**TEXT FOR ANALYSIS**

┌────────

Written By:
- Date published:
1:29 pm, March 24th, 2026 - 30 comments
Categories: act, Brooke van Velden, david seymour -
Tags: covid-19, NZCTU, pay equity repeal, Road cone hotline, Union busting, Workplace Safety
“I’d be happy to tell you what I meant, Jack”
Workplace Relations and Safety Minister, plus Deputy Leader of the libertarian ACT Party was on Q&A with Jack Tame when asked about her now infamous statement that she felt NZ put “too high a value on human life” during Covid.
Her answer reflected the media training she has received, stalling for time even as she appeared to reconfirm that in essence, she felt NZ had put too high a value on human life.


van Velden’s attitude to “life” ultimately followed her into the significant portfolios her mentor and friend David Seymour attained for her in the right wing Coalition government: Workplace Relations and Safety & Internal Affairs.
In her portfolio, she ignored significant risks to worker safety and lives brought about by deadly silicosis particles faced by tradies, By the time van Velden was in government, Australia had banned the product and talked about it for months. In early 2024, in a live interview, van Velden claimed that she had just learned of the issue and “needed time” to investigate it. She also pleaded that it was important to care about employers and worker safety was important because, well employers needed them!
As of today – 2 years later, with her resignation announced, van Velden has not moved on the silicosis issue in any meaningful way apart from committees.
Her lack of empathy with workers was also made clear by ACT taking credit for van Velden being the brains behind the Coalition’s pay equity repeal stunt, which the government kept secret for well over a year while plotting it in the background and refusing to issue a standard Regulatory Impact Statement on the issue (a substantive component of any legislation in New Zealand). They also redacted all human rights impacts, and passed the law under urgency within a couple of days from the announcement, stunning applicants, many of whom were at the end of a years long, painstaking process.

└────────

**SOURCE MATERIAL**
┌────────

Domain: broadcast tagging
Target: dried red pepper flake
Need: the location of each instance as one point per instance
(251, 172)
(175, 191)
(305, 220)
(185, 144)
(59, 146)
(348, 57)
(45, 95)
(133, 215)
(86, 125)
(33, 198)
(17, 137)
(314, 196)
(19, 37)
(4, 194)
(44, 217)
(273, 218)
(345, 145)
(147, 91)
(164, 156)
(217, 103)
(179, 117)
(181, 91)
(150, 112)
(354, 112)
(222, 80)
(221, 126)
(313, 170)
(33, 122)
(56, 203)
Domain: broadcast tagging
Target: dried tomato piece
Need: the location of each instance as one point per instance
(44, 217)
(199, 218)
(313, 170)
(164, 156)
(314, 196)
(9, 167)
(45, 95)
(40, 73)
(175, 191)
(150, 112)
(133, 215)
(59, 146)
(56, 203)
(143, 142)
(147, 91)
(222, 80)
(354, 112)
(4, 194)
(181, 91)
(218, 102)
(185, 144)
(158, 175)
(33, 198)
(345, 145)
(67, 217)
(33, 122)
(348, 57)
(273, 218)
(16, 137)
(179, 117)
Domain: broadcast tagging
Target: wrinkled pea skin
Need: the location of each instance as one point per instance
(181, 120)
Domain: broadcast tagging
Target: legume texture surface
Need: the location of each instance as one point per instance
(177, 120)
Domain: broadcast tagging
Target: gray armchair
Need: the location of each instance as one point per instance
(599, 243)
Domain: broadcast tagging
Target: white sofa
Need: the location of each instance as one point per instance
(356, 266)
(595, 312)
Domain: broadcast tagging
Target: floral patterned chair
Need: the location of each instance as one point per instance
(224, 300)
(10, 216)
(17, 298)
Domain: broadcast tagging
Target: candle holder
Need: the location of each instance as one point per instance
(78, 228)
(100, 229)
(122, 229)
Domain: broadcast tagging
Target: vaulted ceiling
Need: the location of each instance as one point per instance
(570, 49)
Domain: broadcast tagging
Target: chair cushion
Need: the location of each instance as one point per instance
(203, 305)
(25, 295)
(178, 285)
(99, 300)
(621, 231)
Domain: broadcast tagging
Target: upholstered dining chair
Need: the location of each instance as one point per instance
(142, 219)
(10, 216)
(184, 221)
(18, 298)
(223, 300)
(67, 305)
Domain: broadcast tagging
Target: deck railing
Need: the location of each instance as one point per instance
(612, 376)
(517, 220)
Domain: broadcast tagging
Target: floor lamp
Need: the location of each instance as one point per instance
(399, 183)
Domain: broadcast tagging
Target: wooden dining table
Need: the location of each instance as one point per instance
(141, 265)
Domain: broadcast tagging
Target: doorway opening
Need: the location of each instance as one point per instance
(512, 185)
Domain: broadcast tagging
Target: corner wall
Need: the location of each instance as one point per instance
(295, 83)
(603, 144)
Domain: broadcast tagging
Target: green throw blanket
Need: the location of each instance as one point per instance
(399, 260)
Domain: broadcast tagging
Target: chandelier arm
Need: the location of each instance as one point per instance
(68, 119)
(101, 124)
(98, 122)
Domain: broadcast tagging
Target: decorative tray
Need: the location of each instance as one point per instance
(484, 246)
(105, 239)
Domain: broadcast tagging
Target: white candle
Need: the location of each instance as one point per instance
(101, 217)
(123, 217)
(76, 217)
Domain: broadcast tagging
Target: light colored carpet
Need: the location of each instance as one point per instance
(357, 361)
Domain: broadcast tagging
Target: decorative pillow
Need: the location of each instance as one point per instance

└────────

**EXERCISE INSTRUCTIONS**
(a) According to the text about Brooke van Velden, which two portfolios did David Seymour attain for her?
(b) Carry on the text about Brooke van Velden from its last sentence.

**ANSWERS PROVIDED**
(a) Workplace Relations and Safety, and Internal Affairs.

(b)
National, NZ First and ACT’s pay equity repeal impacted hundreds of thousands of Kiwis, primarily women in often lower-paid roles. They canceled 33 active pay equity claims in progress, affecting teachers, support staff, nurses, hospice workers, cleaners & caregivers – and leading to warnings about hospice care breakdowns, as well as losing professional skilled staff to Australia.
Today, in her resignation announcement, van Velden remained defiant. When asked if she had any regrets about her role in pay equity, the Workplace Minister said:
“I don’t linger on bad emotions, I believe that leads to a miserable life.”
That says it all.
But van Velden will also be remembered for diverting already understaffed Worksafe resources from workplace health and safety to manning a much panned road cone hotline that cost $150,000 for 6 months and appeared to fail in extraordinary fashion as the government finally conceded it would be discontinued. The cost of removing one road cone under ACT’s plan was $750 according to the Green Party but van Velden defended that as money well spent.
She was also a stand out in refusing to meet with unions, and extraordinarily only agreeing to engage with business groups, breaking a years long tradition of Workplace Ministers liaising with NZCTU.
History will judge van Velden on her merits, and for now she leaves with a view to a more lucrative role in the private sector, having learned her skills and speech patterns from right wing lobbyist David Seymour, having engaged in a professional relationship with him since the age of 22.
Ciao and I think I speak for many of us in saying, we won’t miss having van Velden in charge of anything at all.
She and her pink suit will merge invisibly with the blancmange world of Atlasian misinformation. She'll swim, like a pink shark, below the surface, taking the legs of hapless swimmers as is her style.
Gone, but not forgiven.
Is Ms van Velden reading the tea leaves and seeing a multi-term sojourn in Opposition in six months as a distinct possibility? Be interesting to see how many others want 'to spend more time with their families' or 'pursue other opportunities'.
Regrettably in this world she is on her way to upward accelerated glory.
Hopefully in some other part of the Atlasphere, a long way away from these shores.
As being more inHuman AI than ChatGPT? Locked in. Its the eyes. Such a giveaway…
Good riddance BrookGPT
Tens of thousands of workers lives blighted. Job done!
Ruth Richardson would be proud.
http://en.people.cn/n3/2022/0331/c90000-10078380.html
Interesting the decision came very soon after the fallout from the pay equity debacle.
She was deservedly rounded on by the media and her parliamentary colleagues for the deceitful subterfuge, the grotesque dismissal of collaboration and compromise, and the robotic stonewalling. Especially critical were women, van Velden infamously referred to as a c**t in an opinion piece. Un-redacted at that.
The weight of realising that most of the country thinks you are pretty evil must take its toll. It must also have dawned on her that ACTs supposed business-friendly, anti-worker policies are in fact taking the economy and country backwards, and the voters know it.
Combining these, she must have concluded she and her ideology are just not very good for people and politics.
There's no way a politician gives up all the power and the glory of such a high position so early to toil away in some run of the mill private sector role without there having been some serious misgivings about what it is she has to offer.
If that's the case it's perhaps the first time she's ever been honest.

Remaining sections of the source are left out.